==== Listed records ====

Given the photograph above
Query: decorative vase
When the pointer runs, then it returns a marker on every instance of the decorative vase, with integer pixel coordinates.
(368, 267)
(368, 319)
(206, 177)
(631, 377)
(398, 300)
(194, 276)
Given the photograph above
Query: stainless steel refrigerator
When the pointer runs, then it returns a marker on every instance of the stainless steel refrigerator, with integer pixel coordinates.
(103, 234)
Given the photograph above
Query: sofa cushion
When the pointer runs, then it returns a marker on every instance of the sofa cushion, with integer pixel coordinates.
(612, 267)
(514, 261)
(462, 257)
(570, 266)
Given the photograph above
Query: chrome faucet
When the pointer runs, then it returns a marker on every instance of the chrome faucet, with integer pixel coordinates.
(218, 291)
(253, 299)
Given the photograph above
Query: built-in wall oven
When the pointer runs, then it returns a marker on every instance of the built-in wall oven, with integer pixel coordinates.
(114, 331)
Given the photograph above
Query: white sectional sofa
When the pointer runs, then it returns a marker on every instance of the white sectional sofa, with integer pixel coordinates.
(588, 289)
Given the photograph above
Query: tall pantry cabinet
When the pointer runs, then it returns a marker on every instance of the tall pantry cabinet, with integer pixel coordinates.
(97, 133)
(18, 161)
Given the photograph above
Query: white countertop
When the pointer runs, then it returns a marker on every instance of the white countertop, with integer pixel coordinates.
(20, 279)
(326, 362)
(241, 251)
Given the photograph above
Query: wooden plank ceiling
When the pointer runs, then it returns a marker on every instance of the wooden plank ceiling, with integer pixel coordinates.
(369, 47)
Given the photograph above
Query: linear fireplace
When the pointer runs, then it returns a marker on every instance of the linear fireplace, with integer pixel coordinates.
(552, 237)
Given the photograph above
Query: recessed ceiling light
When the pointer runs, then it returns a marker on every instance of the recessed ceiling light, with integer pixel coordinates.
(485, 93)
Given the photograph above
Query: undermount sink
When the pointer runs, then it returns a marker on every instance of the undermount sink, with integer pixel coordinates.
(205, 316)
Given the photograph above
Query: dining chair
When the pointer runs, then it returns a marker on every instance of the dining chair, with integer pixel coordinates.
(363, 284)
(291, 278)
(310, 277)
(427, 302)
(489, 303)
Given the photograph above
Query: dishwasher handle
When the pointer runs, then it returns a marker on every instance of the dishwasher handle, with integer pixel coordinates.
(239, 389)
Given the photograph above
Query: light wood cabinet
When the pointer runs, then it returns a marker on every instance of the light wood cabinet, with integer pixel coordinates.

====

## Instruction
Copy out every line of the data above, exactly as given.

## Answer to this task
Given the photograph above
Query: decorative vase
When the pointer runs, then it returns a marker on every instance of the decorative vase, with integer pixel coordinates.
(368, 267)
(368, 319)
(206, 177)
(631, 377)
(398, 300)
(194, 276)
Given the photograph above
Query: stainless steel refrigerator
When the pointer runs, then it returns a marker on every instance of the stainless steel refrigerator, with integer pixel coordinates.
(103, 234)
Given the photograph above
Query: sofa cushion
When the pointer runs, then it returns a marker on every instance of the sofa cushion, with integer pixel coordinates.
(612, 267)
(514, 261)
(462, 257)
(570, 266)
Given the photograph above
Query: chrome faucet
When the pointer runs, then it returns a marker on every instance of the chrome faucet, with integer pixel coordinates.
(218, 291)
(253, 299)
Given the photograph above
Query: built-in wall oven
When the pointer runs, then it returns a marker on every instance of the built-in wall oven, with integer pixel coordinates.
(114, 331)
Given the photograph above
Query: white sectional sofa
When the pointer runs, then it returns a marker on every instance of the white sectional sofa, with integer pixel coordinates.
(588, 289)
Given the photograph above
Query: tall pantry cabinet
When the pointer runs, then it returns a marker on every instance of the tall pantry cabinet, with integer pixel coordinates.
(97, 133)
(18, 161)
Given the photograph above
Query: white countertop
When the pointer runs, then it returns a marker on every instance of the white countertop, with integer pixel coordinates.
(20, 279)
(326, 362)
(241, 251)
Given the photograph above
Query: wooden plank ceiling
When the pointer runs, then it returns a marker on every instance of the wooden plank ceiling, with integer pixel coordinates.
(369, 47)
Given the photograph above
Query: linear fireplace
When the pointer runs, then it returns a marker on every instance of the linear fireplace, with integer pixel coordinates.
(552, 237)
Given the photograph above
Query: recessed ceiling light
When the pointer runs, then it returns a marker on every instance of the recessed ceiling light, with integer pixel coordinates.
(485, 93)
Given the photograph above
Query: undermount sink
When the pointer runs, then it returns a marker on every instance of the undermount sink, with integer pixel coordinates.
(205, 316)
Given the photograph above
Query: dining chair
When the pointer runs, then it returns a marker on every instance of the dining chair, with integer pixel coordinates.
(363, 284)
(291, 278)
(310, 277)
(427, 302)
(489, 303)
Given the photograph above
Query: dishwasher handle
When the pointer runs, then it returns a marker on every instance of the dishwasher handle, with integer pixel coordinates.
(239, 389)
Given the photograph above
Query: light wood cabinet
When the pointer runs, then it returns a marker on every instance of the light wood cabinet, with integer pixel coordinates.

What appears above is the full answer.